* **Set exercise**
Write out every line of the records below, changing nothing.

* **Items from a dataset**
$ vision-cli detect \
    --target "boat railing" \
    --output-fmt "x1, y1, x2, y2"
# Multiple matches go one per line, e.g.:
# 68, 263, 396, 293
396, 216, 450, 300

* **Result of the exercise**
$ vision-cli detect \
    --target "boat railing" \
    --output-fmt "x1, y1, x2, y2"
# Multiple matches go one per line, e.g.:
# 68, 263, 396, 293
396, 216, 450, 300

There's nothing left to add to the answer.